#### Data for this task ####
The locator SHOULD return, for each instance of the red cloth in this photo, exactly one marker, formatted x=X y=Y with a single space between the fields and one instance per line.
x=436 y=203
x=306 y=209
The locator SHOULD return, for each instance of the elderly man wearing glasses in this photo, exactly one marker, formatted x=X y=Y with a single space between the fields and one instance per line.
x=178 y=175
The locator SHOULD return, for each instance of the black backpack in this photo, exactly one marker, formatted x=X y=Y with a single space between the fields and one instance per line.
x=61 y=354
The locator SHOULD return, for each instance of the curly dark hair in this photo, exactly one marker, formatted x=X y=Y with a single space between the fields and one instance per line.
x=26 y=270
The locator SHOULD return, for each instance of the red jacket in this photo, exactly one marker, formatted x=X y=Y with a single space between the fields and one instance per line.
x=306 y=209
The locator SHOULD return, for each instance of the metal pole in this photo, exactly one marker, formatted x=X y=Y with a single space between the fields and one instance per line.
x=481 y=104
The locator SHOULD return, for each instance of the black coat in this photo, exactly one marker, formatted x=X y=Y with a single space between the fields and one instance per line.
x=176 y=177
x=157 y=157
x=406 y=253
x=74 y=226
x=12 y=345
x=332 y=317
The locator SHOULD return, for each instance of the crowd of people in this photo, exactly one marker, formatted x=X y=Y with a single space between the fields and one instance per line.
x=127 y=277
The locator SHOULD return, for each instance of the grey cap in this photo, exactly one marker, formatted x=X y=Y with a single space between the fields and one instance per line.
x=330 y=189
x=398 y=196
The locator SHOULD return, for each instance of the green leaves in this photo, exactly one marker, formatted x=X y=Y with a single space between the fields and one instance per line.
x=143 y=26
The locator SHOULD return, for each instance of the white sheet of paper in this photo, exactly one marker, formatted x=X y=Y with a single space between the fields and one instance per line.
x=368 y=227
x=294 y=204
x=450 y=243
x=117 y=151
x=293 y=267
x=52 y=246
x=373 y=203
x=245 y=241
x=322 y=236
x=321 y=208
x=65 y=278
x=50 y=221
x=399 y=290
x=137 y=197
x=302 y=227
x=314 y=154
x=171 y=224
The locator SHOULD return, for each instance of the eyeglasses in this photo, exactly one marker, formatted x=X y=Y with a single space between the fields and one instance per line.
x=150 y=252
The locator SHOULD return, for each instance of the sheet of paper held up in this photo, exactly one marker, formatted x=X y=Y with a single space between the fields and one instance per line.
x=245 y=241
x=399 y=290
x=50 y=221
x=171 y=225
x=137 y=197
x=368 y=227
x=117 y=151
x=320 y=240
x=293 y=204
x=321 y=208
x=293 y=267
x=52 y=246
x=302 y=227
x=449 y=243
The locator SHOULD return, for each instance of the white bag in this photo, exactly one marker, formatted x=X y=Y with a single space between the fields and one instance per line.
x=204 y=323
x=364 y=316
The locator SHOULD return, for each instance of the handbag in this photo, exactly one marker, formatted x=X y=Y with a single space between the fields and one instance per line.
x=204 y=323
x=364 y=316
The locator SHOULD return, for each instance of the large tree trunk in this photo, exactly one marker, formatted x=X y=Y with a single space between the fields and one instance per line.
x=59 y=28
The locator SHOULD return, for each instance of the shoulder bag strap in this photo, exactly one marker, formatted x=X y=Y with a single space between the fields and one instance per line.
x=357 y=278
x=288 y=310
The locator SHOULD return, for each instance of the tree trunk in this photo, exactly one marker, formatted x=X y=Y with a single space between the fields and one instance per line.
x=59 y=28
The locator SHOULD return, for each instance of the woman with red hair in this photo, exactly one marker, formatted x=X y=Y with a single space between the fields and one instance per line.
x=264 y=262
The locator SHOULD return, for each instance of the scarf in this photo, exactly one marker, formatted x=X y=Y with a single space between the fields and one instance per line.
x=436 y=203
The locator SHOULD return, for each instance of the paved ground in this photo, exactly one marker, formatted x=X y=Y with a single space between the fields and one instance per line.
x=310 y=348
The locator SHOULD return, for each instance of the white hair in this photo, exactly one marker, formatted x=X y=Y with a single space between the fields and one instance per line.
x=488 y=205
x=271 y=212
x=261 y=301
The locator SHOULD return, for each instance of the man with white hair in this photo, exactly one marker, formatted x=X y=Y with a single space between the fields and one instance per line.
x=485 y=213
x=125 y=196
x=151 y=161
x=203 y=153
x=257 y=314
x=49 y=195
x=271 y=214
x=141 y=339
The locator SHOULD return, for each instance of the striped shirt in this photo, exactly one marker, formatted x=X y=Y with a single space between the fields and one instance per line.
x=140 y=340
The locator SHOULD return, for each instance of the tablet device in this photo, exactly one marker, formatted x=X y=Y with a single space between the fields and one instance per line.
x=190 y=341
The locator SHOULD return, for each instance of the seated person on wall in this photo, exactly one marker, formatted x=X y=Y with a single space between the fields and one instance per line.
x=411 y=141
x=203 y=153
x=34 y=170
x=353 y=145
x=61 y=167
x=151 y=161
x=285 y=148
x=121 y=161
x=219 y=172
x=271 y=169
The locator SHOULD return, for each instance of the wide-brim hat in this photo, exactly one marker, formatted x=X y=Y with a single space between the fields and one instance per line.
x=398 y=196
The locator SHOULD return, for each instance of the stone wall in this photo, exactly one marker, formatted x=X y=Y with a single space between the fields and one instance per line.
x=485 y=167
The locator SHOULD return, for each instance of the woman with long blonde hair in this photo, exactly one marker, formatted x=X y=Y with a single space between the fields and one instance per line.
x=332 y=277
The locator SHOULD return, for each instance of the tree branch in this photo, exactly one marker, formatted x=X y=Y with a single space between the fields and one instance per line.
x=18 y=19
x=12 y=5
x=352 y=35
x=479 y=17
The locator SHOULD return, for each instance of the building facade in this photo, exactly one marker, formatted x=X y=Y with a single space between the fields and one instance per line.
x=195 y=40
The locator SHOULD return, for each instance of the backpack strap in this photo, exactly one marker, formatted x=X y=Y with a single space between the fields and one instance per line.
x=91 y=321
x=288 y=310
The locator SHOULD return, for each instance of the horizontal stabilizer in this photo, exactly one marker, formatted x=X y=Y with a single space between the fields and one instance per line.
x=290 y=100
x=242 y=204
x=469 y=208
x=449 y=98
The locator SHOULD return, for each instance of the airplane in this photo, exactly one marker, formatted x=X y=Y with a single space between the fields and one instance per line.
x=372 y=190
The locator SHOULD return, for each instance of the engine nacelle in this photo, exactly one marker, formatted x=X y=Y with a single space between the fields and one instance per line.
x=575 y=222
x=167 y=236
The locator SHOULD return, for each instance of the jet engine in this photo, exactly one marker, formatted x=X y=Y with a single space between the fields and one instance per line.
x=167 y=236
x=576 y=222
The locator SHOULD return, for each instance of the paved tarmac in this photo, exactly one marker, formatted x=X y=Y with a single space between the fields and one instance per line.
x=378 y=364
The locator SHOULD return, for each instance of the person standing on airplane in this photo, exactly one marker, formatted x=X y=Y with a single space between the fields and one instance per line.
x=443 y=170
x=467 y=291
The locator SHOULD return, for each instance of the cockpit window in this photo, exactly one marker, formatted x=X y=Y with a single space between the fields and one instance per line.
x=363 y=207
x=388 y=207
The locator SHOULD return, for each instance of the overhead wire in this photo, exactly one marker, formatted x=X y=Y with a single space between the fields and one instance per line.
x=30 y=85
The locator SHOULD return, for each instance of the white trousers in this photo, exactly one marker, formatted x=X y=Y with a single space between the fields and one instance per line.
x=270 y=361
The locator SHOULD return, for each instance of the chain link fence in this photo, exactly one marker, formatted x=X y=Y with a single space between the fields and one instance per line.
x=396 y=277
####
What is expected:
Your answer must be an exact transcription of all the data above.

Response area:
The locator SHOULD return, for each instance of the red cloth in this photo, exactly one marker, formatted x=X y=Y with a single space between the fields and one instance per line.
x=436 y=203
x=306 y=209
The locator SHOULD return, for each instance of the elderly man wearing glasses in this photo, exactly one marker, formatted x=X y=Y with a single space between the fields and one instance per line.
x=178 y=175
The locator SHOULD return, for each instance of the black backpack in this photo, exactly one marker, formatted x=X y=Y with a single space between the fields and one instance per line.
x=61 y=354
The locator SHOULD return, for each instance of the curly dark hair in this photo, exactly one marker, formatted x=X y=Y with a single space between the fields and one instance per line.
x=26 y=270
The locator SHOULD return, for each instance of the red jacket in this photo, exactly one marker, formatted x=X y=Y with a single space between the fields and one instance per line.
x=306 y=209
The locator SHOULD return, for each instance of the metal pole in this photo, exactly one marker, formatted x=X y=Y with a single space between the fields and one instance per line.
x=481 y=104
The locator SHOULD return, for each instance of the black coat in this photo, exactly one marker, formatted x=X y=Y with a single space between the fields and one instance per line.
x=176 y=177
x=157 y=157
x=406 y=253
x=74 y=226
x=12 y=345
x=332 y=317
The locator SHOULD return, for each instance of the crowd of people in this photo, exactly one marker, formatted x=X y=Y with a single space between the fields and one instance per line.
x=127 y=277
The locator SHOULD return, for each instance of the grey cap in this photo, exactly one marker, formatted x=X y=Y with a single space between the fields and one instance per line.
x=330 y=189
x=398 y=196
The locator SHOULD return, for each instance of the green leaves in this photo, exactly one marker, formatted x=X y=Y with a single space between the fields and one instance per line.
x=143 y=26
The locator SHOULD return, for each instance of the white sheet of paper in this photo, exactly one marker, formatted x=X y=Y with a single space between the fields and one instance per line.
x=368 y=227
x=294 y=204
x=450 y=243
x=117 y=151
x=293 y=267
x=52 y=246
x=373 y=203
x=245 y=241
x=322 y=236
x=321 y=208
x=65 y=278
x=50 y=221
x=399 y=290
x=137 y=197
x=302 y=227
x=314 y=154
x=171 y=224
The locator SHOULD return, for each instance of the eyeglasses in this photo, exactly one marker, formatted x=X y=Y with a single space between the fields and one instance per line.
x=150 y=252
The locator SHOULD return, for each instance of the sheet of paper held up in this photo, exactly one marker, formatted x=X y=Y with a single space between the fields and one instance per line.
x=245 y=241
x=399 y=290
x=50 y=221
x=171 y=225
x=137 y=197
x=368 y=227
x=117 y=151
x=320 y=240
x=293 y=204
x=321 y=208
x=293 y=267
x=52 y=246
x=302 y=227
x=449 y=243
The locator SHOULD return, for each instance of the white bag in this photo, exactly one marker, formatted x=X y=Y with a single space between the fields and one instance per line.
x=204 y=323
x=364 y=316
The locator SHOULD return, for each instance of the handbag in this photo, exactly one marker, formatted x=X y=Y with a single space between the fields and one instance per line.
x=204 y=323
x=364 y=316
The locator SHOULD return, for each instance of the large tree trunk in this photo, exactly one marker, formatted x=X y=Y with a single space between the fields and one instance per line.
x=59 y=28
The locator SHOULD return, for each instance of the shoulder bag strap in this photo, exactly one marker, formatted x=X y=Y with a single space between the fields and one instance per line.
x=357 y=278
x=288 y=310
The locator SHOULD return, for each instance of the tree trunk in this photo, exactly one marker, formatted x=X y=Y with a single space between the fields and one instance per line.
x=59 y=28
The locator SHOULD return, for each instance of the woman with red hair in this photo, exactly one marker, formatted x=X y=Y with a single space between the fields and one instance per line.
x=264 y=262
The locator SHOULD return, for each instance of the scarf in this photo, exactly one marker, formatted x=X y=Y with a single space between the fields and one instance per line.
x=436 y=203
The locator SHOULD return, for each instance of the paved ground in this photo, exactly one marker, formatted x=X y=Y with a single space between the fields and one instance per line.
x=310 y=348
The locator SHOULD return, for each instance of the white hair in this photo, exactly one marker, formatted x=X y=Y with a single space between the fields and one instance per line.
x=488 y=205
x=271 y=212
x=261 y=301
The locator SHOULD return, for each instance of the man with white hair in this photo, exactly one marker, formatted x=X y=Y with a single space between the fields and one instance per line.
x=485 y=213
x=125 y=196
x=151 y=161
x=203 y=153
x=257 y=314
x=49 y=195
x=271 y=214
x=141 y=339
The locator SHOULD return, for each instance of the striped shirt in this photo, exactly one marker, formatted x=X y=Y with a single space between the fields and one instance per line.
x=140 y=340
The locator SHOULD return, for each instance of the tablet device in this photo, exactly one marker, formatted x=X y=Y with a single space between the fields and one instance per line.
x=190 y=341
The locator SHOULD return, for each instance of the seated person on wall in this photo, exactly one marker, formatted x=X y=Y with a single space between the fields and one instance per line.
x=411 y=141
x=203 y=153
x=34 y=170
x=353 y=145
x=61 y=167
x=151 y=161
x=285 y=148
x=121 y=161
x=219 y=172
x=271 y=169
The locator SHOULD return, for each instance of the wide-brim hat in this photo, exactly one marker, formatted x=X y=Y with a single space between the fields and one instance per line.
x=398 y=196
The locator SHOULD return, for each instance of the stone wall in this photo, exactly one marker, formatted x=X y=Y with a single space between the fields and one instance per line.
x=485 y=167
The locator SHOULD return, for each instance of the woman with long blonde hair in this photo, exactly one marker, formatted x=X y=Y with a single space between the fields and one instance per line.
x=332 y=277
The locator SHOULD return, for each instance of the tree branch in this photo, exactly one marker, formatted x=X y=Y with a single space between the fields and one instance per line.
x=18 y=19
x=12 y=5
x=352 y=35
x=479 y=17
The locator SHOULD return, for each instance of the building facade in this photo, exactly one marker, formatted x=X y=Y with a single space between the fields and one instance per line.
x=195 y=40
The locator SHOULD return, for each instance of the backpack strap in this photo, exactly one marker, formatted x=X y=Y with a single space between the fields and one instance per line.
x=91 y=321
x=288 y=310
The locator SHOULD return, for each instance of the horizontal stabilizer in this photo, exactly one marker, formatted x=X y=Y with a single space between the fields and one instance per line.
x=290 y=100
x=242 y=204
x=469 y=208
x=449 y=98
The locator SHOULD return, for each instance of the airplane in this photo, exactly one marker, formatted x=X y=Y with a single space between the fields and one instance per line.
x=372 y=190
The locator SHOULD return, for each instance of the engine nacelle in this photo, exactly one marker, formatted x=X y=Y with a single space between the fields and one instance per line.
x=575 y=222
x=167 y=236
The locator SHOULD return, for each instance of the jet engine in this photo, exactly one marker, formatted x=X y=Y with a single space between the fields and one instance per line.
x=167 y=236
x=576 y=222
The locator SHOULD return, for each instance of the paved tarmac in this photo, exactly one marker, formatted x=X y=Y with a single space between the fields and one instance per line.
x=378 y=364
The locator SHOULD return, for each instance of the person standing on airplane in this photo, exactly one marker, formatted x=X y=Y with a single space between the fields and one instance per line.
x=443 y=170
x=467 y=291
The locator SHOULD return, for each instance of the cockpit window in this photo, exactly one marker, formatted x=X y=Y with a single space between the fields and one instance per line.
x=363 y=207
x=388 y=207
The locator SHOULD return, for each instance of the overhead wire in this photo, exactly one marker, formatted x=X y=Y with a single space between the fields and one instance per line.
x=30 y=85
The locator SHOULD return, for each instance of the white trousers in this photo, exactly one marker, formatted x=X y=Y with a single space between the fields and one instance per line.
x=270 y=361
The locator SHOULD return, for each instance of the chain link fence in this photo, exactly one marker, formatted x=X y=Y with a single space between the fields and one instance per line.
x=396 y=277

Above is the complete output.